___ Texto para leitura ___

O que a Umbanda tem a oferecer?
Hoje em dia, quando falamos em religião, os questionamentos são diversos.
A principal questão levantada refere-se à função da mesma nesse início de milênio.
Tentaremos nesse texto, de forma panorâmica, levantar e propor algumas
reflexões a esse respeito, tendo como foco do nosso estudo a Umbanda.
O que a religião e, mais especificamente, a religião de Umbanda, pode oferecer
a uma sociedade pós-moderna como a nossa? Como ela pode contribuir junto
ao ser humano em sua busca por paz interior, desenvolvimento pessoal e
auto-realização?
Quais são suas contribuições ou posições nos aspectos sociais, em relação
aos grandes problemas, paradoxos e dúvidas, que surgem na
humanidade contemporânea?
Existe uma ponte entre Umbanda e ciência (?) _ algo indispensável e
extremamente útil, nos dias de hoje, a estruturação de uma espiritualidade sadia.
O principal ponto de atuação de uma religião está nos aspectos
subjetivos do “eu”. Antigamente, a religião estava diretamente ligada à Lei,
aos controles morais e definição de padrões étnicos de uma sociedade _
vide os dez mandamentos e seu caráter legislativo, por exemplo. Hoje,
mais que um padrão de comportamento, a religião deve procurar
proporcionar “ferramentas reflexivas” ou “direções” para as questões
existenciais que afligem o ser humano. Em relação a isso, acreditamos
ser riquíssimo o potencial de contribuição do universo umbandista, mas,
para tanto, necessitamos que muitas questões, aspectos e interfaces entre
espiritualidade umbandista e outras religiões e ciência sejam desenvolvidos,
contribuindo de forma efetiva para que a religião concretize um pensamento
profundo e integral em relação ao ser humano, assumindo de vez uma
postura atual e vanguardista dentro do pensamento religioso. Entre
essas questões, podemos citar:
_ Um estudo aprofundado dos rituais umbandistas, não apenas em
seus aspectos “magísticos”, mas também em seus sentidos culturais,
psíquicos e sociais. Como uma gira de Umbanda, através de seus ritos,
cantos e danças, envolve-se com o inconsciente das pessoas? Como
podem colaborar para trabalhar aspectos “primitivos” tão reprimidos
em uma sociedade pós-moderna como a nossa? Como os ritos ganham
um significado coletivo, e quais são esses significados?
Grandes contribuições a sociologia e a antropologia podem dar à Umbanda.
_ Uma ponte entre as ciências da mente – como a psicanálise,
psicologia – e a mediunidade, utilizando-se da última também como
uma forma de explorar e conhecer o inconsciente humano. Mais do que
isso, os aspectos psicoterápicos de uma gira de Umbanda e suas
manifestações tão míticas-arquetípicas. Ou será que nunca perceberemos
como uma gira de “erê”, por exemplo, além do trabalho espiritual realizado,
muitas vezes funciona como uma sessão de psicoterapia em grupo?
_ A mediunidade como prática de autoconhecimento e porta para
momentâneos estados alterados de consciência que contribuem para
o vislumbre e o alcance permanente de estágios de consciência superiores.

___ Seção de dados ___

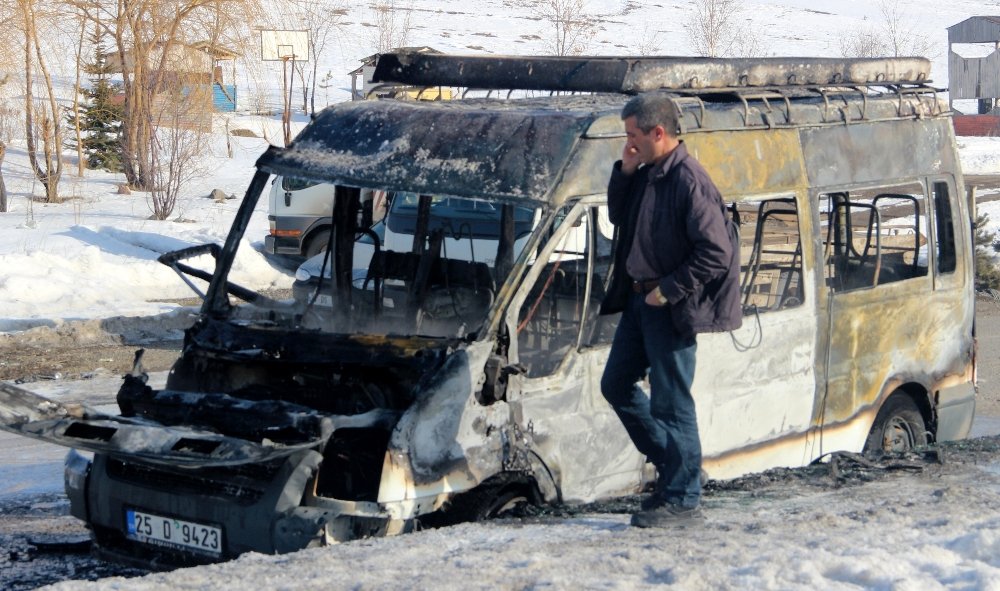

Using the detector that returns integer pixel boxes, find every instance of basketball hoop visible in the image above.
[260,30,309,147]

___

Requisitos das tarefas:
**a)** Segundo o texto sobre a Umbanda, onde está o principal ponto de atuação de uma religião?
**b)** Transcreva do texto sobre a Umbanda todo o trecho que vai de “Quais são suas” até “uma espiritualidade sadia.”.
**c)** Diga se cada afirmação concorda com o texto sobre a Umbanda, respondendo sim ou não e citando as palavras do texto que decidem a questão. (i) Antigamente, a religião estava ligada à Lei. (ii) Hoje, a religião deve ser sobretudo um padrão de comportamento. (iii) A sociologia e a antropologia podem contribuir com a Umbanda.
A listagem não é necessária para resolver as tarefas.

Respostas por tarefa:
**a)** Nos aspectos subjetivos do “eu”.

**b)**
Quais são suas contribuições ou posições nos aspectos sociais, em relação
aos grandes problemas, paradoxos e dúvidas, que surgem na
humanidade contemporânea?
Existe uma ponte entre Umbanda e ciência (?) _ algo indispensável e
extremamente útil, nos dias de hoje, a estruturação de uma espiritualidade sadia.

**c)**
(i) Sim: «Antigamente, a religião estava diretamente ligada à Lei»
(ii) Não: «mais que um padrão de comportamento, a religião deve procurar proporcionar “ferramentas reflexivas” ou “direções”»
(iii) Sim: «Grandes contribuições a sociologia e a antropologia podem dar à Umbanda.»